■ **Actions to take**:
(a) In the text titled "Things," who is credited with the line "Things are in the saddle and ride mankind"?
(b) Substitute "hand" for "palm" and write out the passage of the text titled "Things" between "So while I think" and "is a sacrament.", inclusive.

“Things”

Thoughts to Ponder at the Beginning:
“Miracles… seem to me to rest not so much upon… healing power
coming suddenly near us from afar but upon our perceptions
being made finer, so that, for a moment, our eyes can see
and our ears can hear what is there around us always.”
—WILLA CATHER
“Things are in the saddle and ride mankind.”
—RALPH WALDO EMERSON

 

Opening Words

WELCOME MORNING
Anne Sexton
There is joy
in all:
in the hair I brush each morning,
in the Cannon towel, newly washed,
that I rub my body with each morning,
in the chapel of eggs I cook
each morning,
in the outcry from the kettle
that heats my coffee
each morning,
in the spoon and the chair
that cry “hello there, Anne”
each morning,
in the godhead of the table
that I set my silver, plate, cup upon
each morning.
All this is God,
right here in my pea-green house
each morning
and I mean,
though often forget,
to give thanks,
to faint down by the kitchen table
in a prayer of rejoicing
as the holy birds at the kitchen window
peck into their marriage of seeds.
So while I think of it,
let me paint a thank-you on my palm
for this God, this laughter of the morning,
lest it go unspoken.
The Joy that isn’t shared, I’ve heard,
dies young.

Reading

WHAT IS A SACRAMENT
Clarke Wells

What is a sacrament? A sacrament is anything you believe to be holy. Whatever for you is set apart, solemn, breathtakingly special – that is a sacrament.

Excerpts from a detection dataset:
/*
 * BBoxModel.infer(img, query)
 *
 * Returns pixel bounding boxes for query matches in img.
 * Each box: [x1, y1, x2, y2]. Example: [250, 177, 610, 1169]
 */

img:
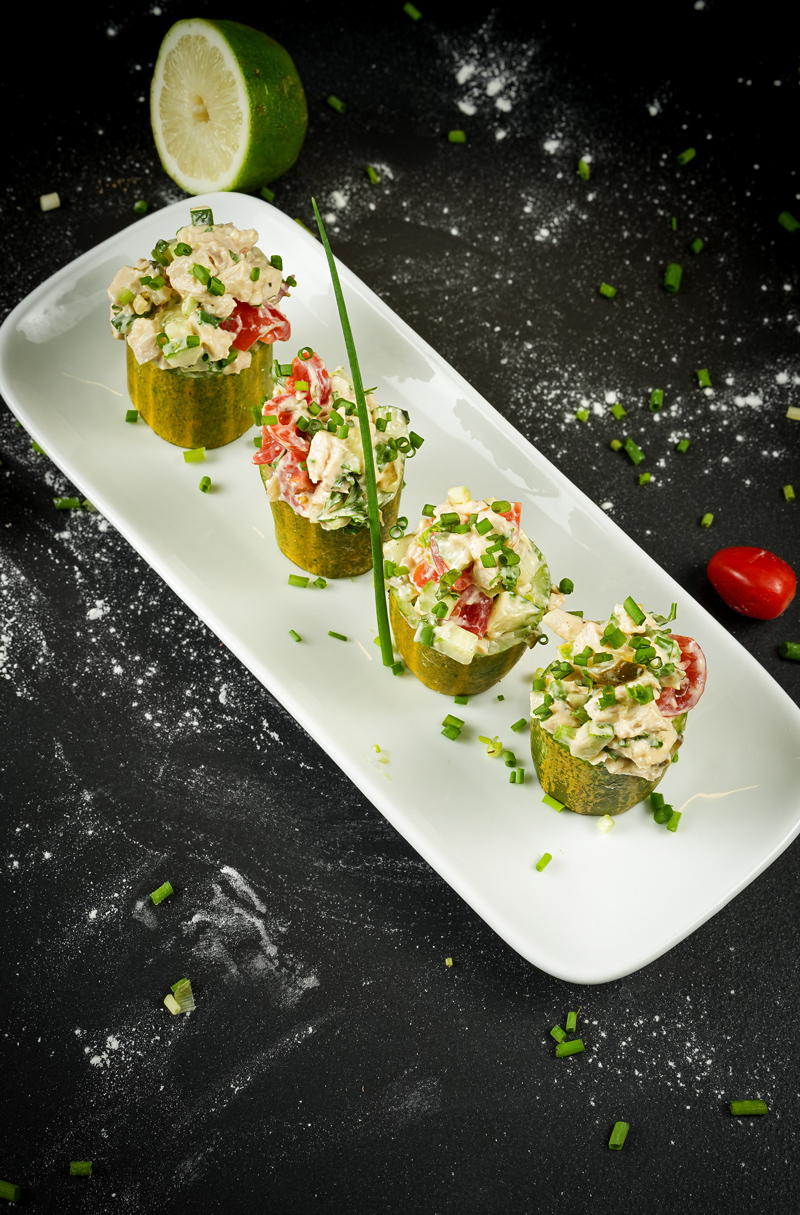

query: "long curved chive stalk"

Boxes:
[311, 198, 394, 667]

...

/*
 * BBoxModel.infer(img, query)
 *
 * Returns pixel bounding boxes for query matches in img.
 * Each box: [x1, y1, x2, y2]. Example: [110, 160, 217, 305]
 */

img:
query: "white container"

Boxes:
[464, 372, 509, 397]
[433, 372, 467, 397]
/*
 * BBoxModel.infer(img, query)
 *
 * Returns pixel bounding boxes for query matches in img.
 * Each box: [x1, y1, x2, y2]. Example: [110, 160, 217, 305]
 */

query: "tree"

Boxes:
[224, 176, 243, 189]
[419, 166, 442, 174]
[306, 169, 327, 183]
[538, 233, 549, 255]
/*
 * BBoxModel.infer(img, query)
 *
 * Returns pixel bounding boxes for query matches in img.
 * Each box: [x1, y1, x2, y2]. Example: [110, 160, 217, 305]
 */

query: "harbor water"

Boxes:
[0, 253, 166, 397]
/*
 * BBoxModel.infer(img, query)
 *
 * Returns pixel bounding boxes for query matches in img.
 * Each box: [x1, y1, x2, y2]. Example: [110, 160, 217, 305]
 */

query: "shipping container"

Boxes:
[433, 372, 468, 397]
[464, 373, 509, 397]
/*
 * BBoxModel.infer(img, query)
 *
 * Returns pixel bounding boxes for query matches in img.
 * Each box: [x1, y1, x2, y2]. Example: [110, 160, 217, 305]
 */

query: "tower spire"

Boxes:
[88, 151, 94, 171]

--

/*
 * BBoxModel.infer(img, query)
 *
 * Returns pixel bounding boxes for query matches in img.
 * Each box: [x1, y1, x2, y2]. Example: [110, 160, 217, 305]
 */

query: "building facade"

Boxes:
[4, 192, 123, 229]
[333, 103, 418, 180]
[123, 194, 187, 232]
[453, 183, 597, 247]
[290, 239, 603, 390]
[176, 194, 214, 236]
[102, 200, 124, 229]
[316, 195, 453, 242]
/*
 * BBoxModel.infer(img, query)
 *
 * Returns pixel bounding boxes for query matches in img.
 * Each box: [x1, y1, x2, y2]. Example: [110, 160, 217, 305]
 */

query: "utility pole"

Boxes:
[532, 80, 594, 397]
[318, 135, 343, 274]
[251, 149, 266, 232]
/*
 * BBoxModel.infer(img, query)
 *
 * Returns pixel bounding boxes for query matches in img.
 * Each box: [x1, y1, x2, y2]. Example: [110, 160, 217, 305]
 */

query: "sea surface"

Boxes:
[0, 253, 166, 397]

■ **List of solutions**:
(a) Ralph Waldo Emerson

(b)
So while I think of it,
let me paint a thank-you on my hand
for this God, this laughter of the morning,
lest it go unspoken.
The Joy that isn’t shared, I’ve heard,
dies young.

Reading

WHAT IS A SACRAMENT
Clarke Wells

What is a sacrament? A sacrament is anything you believe to be holy. Whatever for you is set apart, solemn, breathtakingly special – that is a sacrament.